▶ _Task prompt_
Extract the passage of the Hurricanes trade article running from "He started the" up to and including "Hurricanes’ third pairing.".

▶ _Text section_
==========
Hurricanes deal Ethan Bear, Lane Pederson to Canucks for 5th-rounder

The 25-year-old defenseman had been a healthy scratch in 20 straight games

The Hurricanes traded defenseman Ethan Bear, along with forward Lane Pederson, to Vancouver on Friday in exchange for a fifth-round pick. (Karl B. DeBlaker / AP Photo)

RALEIGH — The seemingly inevitable became a reality Friday afternoon when the Hurricanes finally traded defenseman Ethan Bear hours before he was set to be a healthy scratch for the 21st straight game.

Carolina dealt Bear and depth forward Lane Pederson to Vancouver in exchange for a fifth-round pick in the 2023 draft. The Hurricanes retained $400,000, a little more than 18%, of Bear’s $2.2 million contract that expires after this season.

Bear played 58 games last season after being acquired from Edmonton in the summer of 2021 for Warren Foegele, totaling five goals and nine assists.

He started the 2021-22 season alongside Jaccob Slavin on Carolina’s top pair but caught COVID-19 in late November. After being isolated in a San Jose hotel, Bear returned to the team but lost his spot alongside Slavin to Tony DeAngelo. He never really regained his form, battling for ice time on the Hurricanes’ third pairing.

The 25-year-old was a healthy scratch for all 14 of Carolina’s playoff games last season, last playing in the team’s regular season finale.

The Hurricanes entered training camp with four defensemen battling for two spots on the third pairing. Jalen Chatfield seized one spot, playing in all of Carolina’s first six games, while one of Calvin de Haan and Dylan Coghlan played opposite him.

Bear, meanwhile, was a healthy scratch in the season’s first two weeks, and ongoing trade rumors heated up as the team opted to put Jordan Martinook on waivers to maximize their long-term injured reserve space rather than Bear. Martinook cleared waivers, as the team expected, and that allowed Carolina to keep Bear on the roster and shop him around the league without having other teams trying to exploit a bad cap situation.

Bear said during preseason that the trade speculation, which started in the offseason, wasn’t affecting him.

“I don’t think it was hard at all. I’m kind of used to it now at his point,” said Bear, who was also the subject of rumors when he was with the Oilers in the lead-up to his trade to Carolina. “My name gets put out there a lot. It’s kind of just everyday life nowadays.”

On Thursday, Hurricanes coach Rod Brind’Amour admitted it was a difficult position for Bear.

“It’s tough for him,” Brind’Amour said. “We understand that, I guess, we just have a lot of quality defensemen on this team, which is a great thing to have. … So it’s tough on him. I understand that, but it’s just how it is.”

It culminated in Friday’s trade, which also sent 25-year-old Pederson to the Canucks. Pederson, acquired in the trade that brought Brent Burns to Carolina, had no points in four games with the AHL’s Chicago Wolves.

The Hurricanes now have nine draft picks in the 2023 NHL Draft. Carolina holds all its own picks except its third-round selection, but it also has Philadelphia’s third-rounder, Vancouver’s fifth and Chicago’s sixth.
==========
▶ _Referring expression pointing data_

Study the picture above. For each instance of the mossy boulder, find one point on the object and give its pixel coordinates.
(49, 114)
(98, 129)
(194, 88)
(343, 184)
==========
▶ _Solved problem_
He started the 2021-22 season alongside Jaccob Slavin on Carolina’s top pair but caught COVID-19 in late November. After being isolated in a San Jose hotel, Bear returned to the team but lost his spot alongside Slavin to Tony DeAngelo. He never really regained his form, battling for ice time on the Hurricanes’ third pairing.